■ **What is expected**
Although the records contain pictures, none belong in the copy: restate word for word only the lines from the one with "Query: bright light beam" through the one with "Query: white cloud", both included.
··· Records for processing ···
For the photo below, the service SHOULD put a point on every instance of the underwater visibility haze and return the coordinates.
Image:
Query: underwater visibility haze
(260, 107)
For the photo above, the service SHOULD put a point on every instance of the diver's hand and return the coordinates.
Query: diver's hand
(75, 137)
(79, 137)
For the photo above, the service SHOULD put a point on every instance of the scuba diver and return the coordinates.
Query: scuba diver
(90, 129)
···
··· Records for processing ···
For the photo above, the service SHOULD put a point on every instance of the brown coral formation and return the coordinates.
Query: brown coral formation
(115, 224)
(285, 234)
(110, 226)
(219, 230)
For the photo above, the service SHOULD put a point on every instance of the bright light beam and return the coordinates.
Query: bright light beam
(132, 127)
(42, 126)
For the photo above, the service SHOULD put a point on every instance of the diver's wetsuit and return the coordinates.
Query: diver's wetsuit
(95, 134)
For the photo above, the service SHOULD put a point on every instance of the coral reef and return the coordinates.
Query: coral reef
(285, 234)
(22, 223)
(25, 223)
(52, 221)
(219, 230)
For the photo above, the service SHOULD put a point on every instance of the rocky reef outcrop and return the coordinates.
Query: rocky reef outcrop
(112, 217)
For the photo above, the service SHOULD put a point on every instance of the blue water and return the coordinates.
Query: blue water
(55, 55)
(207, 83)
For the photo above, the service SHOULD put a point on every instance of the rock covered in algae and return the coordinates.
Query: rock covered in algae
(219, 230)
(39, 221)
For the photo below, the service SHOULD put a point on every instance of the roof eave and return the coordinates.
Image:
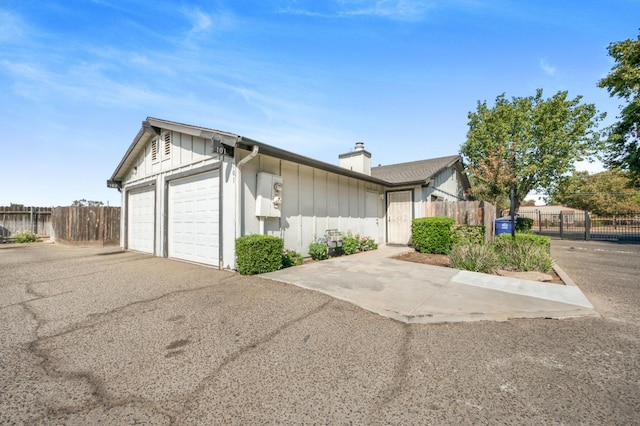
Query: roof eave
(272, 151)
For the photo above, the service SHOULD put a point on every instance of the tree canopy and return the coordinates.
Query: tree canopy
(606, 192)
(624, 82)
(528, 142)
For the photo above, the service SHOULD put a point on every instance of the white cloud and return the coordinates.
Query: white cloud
···
■ **Task answer**
Query: bright light beam
(132, 127)
(42, 126)
For the photo above, the service SHOULD put a point on every instance of the diver's wetsuit and return the coordinates.
Query: diver's wetsuit
(95, 134)
For the photo above, the service SHOULD put a point on every instance of the coral reef and return the coordinates.
Query: coral reef
(285, 234)
(22, 223)
(25, 223)
(52, 221)
(219, 230)
For the photo above, the service SHOULD put a point on every instance of the rocky reef outcrop and return the coordinates.
Query: rocky reef outcrop
(112, 217)
For the photo above, the service SHOULD put a point on every instance of the blue water and return the coordinates.
Query: blue water
(55, 55)
(207, 83)
For the photo above, the service SHOULD put a point on every instance of the rock covered in algae and return the coordinates.
Query: rock covered in algae
(219, 230)
(39, 221)
For the photo below, the service SHOULD put a point on every instance of the roof eave and return the coordinates.
Image:
Query: roof eave
(272, 151)
For the photo above, the service SHOULD put a point on every instance of the tree canopy and return the coordinates.
Query: tree canopy
(606, 192)
(624, 82)
(528, 142)
For the photo above, the service SHOULD put a point on every instance of the white cloud and return the coordinates.
Query: white cloud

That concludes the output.